### Information provided
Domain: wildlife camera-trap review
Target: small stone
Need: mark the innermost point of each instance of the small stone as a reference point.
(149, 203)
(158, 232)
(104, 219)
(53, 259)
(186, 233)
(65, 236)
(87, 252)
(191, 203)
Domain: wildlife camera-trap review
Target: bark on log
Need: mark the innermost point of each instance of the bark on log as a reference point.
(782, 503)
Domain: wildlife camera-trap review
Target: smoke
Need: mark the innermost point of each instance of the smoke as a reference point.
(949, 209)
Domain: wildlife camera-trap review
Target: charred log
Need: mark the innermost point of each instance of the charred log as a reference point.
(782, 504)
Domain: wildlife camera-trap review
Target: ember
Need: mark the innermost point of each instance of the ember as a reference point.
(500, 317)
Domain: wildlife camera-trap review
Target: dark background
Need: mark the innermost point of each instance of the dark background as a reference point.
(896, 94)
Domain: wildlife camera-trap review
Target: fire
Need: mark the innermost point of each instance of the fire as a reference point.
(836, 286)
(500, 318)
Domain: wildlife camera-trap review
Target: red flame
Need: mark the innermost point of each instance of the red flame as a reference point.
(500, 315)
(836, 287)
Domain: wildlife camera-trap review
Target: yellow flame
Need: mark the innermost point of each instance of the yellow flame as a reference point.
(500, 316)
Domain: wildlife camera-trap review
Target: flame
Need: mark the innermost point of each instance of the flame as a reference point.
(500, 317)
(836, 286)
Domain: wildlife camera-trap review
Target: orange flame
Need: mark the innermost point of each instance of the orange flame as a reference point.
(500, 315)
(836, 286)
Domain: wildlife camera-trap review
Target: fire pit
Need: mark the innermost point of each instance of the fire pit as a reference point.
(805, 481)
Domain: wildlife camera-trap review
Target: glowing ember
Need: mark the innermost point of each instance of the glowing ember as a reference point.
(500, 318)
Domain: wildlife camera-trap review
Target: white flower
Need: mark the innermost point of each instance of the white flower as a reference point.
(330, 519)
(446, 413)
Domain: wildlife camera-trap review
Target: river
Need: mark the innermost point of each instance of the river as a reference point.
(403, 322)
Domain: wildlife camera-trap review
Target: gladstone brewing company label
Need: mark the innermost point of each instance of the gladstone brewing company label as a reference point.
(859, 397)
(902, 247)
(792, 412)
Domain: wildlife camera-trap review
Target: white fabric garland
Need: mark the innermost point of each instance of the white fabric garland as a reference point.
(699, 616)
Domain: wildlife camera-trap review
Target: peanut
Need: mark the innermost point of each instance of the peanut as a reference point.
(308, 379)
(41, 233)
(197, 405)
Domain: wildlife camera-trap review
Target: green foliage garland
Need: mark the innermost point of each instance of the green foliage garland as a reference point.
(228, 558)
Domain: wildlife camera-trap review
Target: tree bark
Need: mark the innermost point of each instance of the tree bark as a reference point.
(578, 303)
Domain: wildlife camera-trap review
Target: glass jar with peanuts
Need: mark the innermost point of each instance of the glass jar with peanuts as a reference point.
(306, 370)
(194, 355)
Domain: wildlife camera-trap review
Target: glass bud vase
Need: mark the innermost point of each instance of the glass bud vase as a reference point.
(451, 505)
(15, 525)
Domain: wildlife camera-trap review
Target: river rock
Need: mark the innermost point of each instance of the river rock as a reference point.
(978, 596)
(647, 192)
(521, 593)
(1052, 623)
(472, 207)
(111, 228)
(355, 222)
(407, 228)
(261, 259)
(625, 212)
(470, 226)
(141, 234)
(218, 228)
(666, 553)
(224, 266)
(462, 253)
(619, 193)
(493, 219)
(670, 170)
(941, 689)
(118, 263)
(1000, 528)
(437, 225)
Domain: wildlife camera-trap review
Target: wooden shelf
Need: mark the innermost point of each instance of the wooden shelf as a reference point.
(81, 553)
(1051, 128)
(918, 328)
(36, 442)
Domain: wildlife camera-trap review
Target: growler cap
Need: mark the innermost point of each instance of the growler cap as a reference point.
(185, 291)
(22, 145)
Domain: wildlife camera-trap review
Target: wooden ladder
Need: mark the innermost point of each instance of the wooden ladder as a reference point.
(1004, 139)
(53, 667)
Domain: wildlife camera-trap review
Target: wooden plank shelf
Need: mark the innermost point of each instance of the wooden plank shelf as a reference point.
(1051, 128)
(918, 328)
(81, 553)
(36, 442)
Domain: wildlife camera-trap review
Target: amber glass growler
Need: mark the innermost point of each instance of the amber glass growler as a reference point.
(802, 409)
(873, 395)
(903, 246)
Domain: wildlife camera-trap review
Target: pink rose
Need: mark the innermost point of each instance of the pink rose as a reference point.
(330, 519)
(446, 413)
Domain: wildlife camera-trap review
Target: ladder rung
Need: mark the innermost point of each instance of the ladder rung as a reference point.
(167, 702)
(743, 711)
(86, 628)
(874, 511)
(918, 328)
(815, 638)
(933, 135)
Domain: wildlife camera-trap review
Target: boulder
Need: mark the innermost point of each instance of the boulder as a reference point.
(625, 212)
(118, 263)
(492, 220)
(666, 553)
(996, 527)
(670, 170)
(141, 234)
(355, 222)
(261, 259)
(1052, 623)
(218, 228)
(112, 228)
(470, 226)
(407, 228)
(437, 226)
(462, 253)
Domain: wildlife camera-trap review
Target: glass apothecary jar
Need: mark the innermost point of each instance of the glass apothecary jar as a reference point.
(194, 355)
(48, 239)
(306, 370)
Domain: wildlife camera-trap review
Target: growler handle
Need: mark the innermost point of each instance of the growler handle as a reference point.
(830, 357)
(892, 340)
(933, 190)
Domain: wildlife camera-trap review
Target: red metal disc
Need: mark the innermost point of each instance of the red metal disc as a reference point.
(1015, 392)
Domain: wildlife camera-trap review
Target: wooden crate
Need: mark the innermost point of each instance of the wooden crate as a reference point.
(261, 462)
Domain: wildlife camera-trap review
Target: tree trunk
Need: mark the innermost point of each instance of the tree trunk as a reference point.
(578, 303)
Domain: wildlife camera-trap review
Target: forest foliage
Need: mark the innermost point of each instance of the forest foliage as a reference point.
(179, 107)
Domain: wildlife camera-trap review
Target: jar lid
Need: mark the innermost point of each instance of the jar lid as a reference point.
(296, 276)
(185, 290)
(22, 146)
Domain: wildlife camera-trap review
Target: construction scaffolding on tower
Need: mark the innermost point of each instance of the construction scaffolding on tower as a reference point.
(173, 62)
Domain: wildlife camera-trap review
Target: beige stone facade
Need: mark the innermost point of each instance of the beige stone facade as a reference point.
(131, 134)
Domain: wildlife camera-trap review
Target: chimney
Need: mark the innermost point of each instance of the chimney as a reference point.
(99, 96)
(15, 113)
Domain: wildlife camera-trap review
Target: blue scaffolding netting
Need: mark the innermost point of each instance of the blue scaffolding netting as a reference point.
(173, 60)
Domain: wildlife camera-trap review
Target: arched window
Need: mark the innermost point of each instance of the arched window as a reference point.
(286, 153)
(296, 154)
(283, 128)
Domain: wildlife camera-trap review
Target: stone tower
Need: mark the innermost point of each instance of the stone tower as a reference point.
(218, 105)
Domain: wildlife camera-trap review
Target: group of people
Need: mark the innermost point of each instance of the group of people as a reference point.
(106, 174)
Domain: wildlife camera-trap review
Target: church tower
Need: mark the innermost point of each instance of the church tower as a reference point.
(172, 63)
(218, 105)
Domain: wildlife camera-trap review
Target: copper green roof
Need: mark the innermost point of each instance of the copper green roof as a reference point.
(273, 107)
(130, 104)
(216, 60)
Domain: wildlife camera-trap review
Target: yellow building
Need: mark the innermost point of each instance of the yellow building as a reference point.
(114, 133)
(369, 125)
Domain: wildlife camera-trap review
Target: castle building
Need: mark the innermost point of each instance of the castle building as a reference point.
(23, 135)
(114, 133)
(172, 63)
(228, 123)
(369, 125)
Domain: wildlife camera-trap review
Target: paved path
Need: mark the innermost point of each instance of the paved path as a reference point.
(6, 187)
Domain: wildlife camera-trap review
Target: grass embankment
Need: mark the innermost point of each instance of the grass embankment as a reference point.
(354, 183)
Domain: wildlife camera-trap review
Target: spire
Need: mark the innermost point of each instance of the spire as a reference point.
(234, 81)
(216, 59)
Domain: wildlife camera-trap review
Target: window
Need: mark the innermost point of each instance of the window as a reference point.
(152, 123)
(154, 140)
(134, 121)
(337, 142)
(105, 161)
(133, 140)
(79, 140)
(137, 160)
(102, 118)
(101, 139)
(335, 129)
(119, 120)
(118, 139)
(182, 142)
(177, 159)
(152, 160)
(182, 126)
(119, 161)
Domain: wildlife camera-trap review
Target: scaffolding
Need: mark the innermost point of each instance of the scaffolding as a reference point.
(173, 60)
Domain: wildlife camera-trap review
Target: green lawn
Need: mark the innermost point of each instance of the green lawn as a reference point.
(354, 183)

### Your task
Show each line in the items above that contains the string "rock", copying every such line in full.

### Reply
Target: river rock
Need: mark the innermost point of each instance of the river rock as a reference point.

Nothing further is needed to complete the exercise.